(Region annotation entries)
- - - - -

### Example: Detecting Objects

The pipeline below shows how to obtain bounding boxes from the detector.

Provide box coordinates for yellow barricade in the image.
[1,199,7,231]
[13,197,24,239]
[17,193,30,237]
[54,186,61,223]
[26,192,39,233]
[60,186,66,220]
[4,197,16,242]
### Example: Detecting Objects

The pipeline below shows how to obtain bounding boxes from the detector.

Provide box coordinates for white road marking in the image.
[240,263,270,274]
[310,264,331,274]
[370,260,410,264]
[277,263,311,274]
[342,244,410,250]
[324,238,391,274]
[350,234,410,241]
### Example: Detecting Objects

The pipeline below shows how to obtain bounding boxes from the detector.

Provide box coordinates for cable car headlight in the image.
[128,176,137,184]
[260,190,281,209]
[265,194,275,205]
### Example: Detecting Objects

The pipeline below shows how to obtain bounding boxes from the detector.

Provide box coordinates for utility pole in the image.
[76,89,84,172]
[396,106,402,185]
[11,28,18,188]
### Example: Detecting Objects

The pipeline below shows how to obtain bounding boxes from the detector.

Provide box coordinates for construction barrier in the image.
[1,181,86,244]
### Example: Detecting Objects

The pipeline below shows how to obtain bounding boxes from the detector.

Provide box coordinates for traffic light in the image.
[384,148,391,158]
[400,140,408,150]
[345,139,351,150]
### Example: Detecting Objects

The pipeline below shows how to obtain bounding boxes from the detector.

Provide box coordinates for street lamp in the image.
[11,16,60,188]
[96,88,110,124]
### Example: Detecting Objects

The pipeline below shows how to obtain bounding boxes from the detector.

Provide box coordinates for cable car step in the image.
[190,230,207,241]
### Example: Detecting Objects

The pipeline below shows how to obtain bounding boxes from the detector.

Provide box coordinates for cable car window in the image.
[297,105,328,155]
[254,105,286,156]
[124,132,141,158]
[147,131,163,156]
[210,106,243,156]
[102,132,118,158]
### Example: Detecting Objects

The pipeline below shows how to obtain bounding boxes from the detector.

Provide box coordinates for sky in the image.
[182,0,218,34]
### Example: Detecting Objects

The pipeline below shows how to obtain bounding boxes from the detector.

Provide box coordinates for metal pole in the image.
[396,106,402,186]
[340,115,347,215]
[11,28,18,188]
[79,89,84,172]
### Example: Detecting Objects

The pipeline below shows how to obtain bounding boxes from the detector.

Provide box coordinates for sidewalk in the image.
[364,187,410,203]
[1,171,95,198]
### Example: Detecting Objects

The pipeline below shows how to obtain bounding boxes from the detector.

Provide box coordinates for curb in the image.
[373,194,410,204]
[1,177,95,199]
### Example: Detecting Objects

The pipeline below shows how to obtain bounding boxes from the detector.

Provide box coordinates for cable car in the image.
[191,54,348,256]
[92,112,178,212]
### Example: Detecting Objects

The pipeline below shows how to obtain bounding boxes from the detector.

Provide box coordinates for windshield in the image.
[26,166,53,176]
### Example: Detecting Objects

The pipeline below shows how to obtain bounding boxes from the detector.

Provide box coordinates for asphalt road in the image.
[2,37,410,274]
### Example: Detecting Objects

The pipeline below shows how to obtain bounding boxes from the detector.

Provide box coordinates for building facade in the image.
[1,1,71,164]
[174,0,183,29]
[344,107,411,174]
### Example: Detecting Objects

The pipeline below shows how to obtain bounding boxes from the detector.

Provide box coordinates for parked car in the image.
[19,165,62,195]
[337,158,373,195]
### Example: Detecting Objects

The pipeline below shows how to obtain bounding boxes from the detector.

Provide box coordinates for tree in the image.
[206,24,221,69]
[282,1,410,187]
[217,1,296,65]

- - - - -

WHAT IS EXPECTED: Rewrite the lines from the first one through the line containing "[4,197,16,242]", keeping the requests, but shift each bounding-box coordinate in the answers up by 149. Give only those lines.

COMPLETE RESPONSE:
### Example: Detecting Objects

The pipeline below shows how to obtain bounding boxes from the detector.

Provide box coordinates for yellow barricade in the image.
[150,348,156,380]
[162,346,173,388]
[166,342,179,386]
[203,335,210,372]
[175,341,188,382]
[209,335,215,369]
[153,346,165,391]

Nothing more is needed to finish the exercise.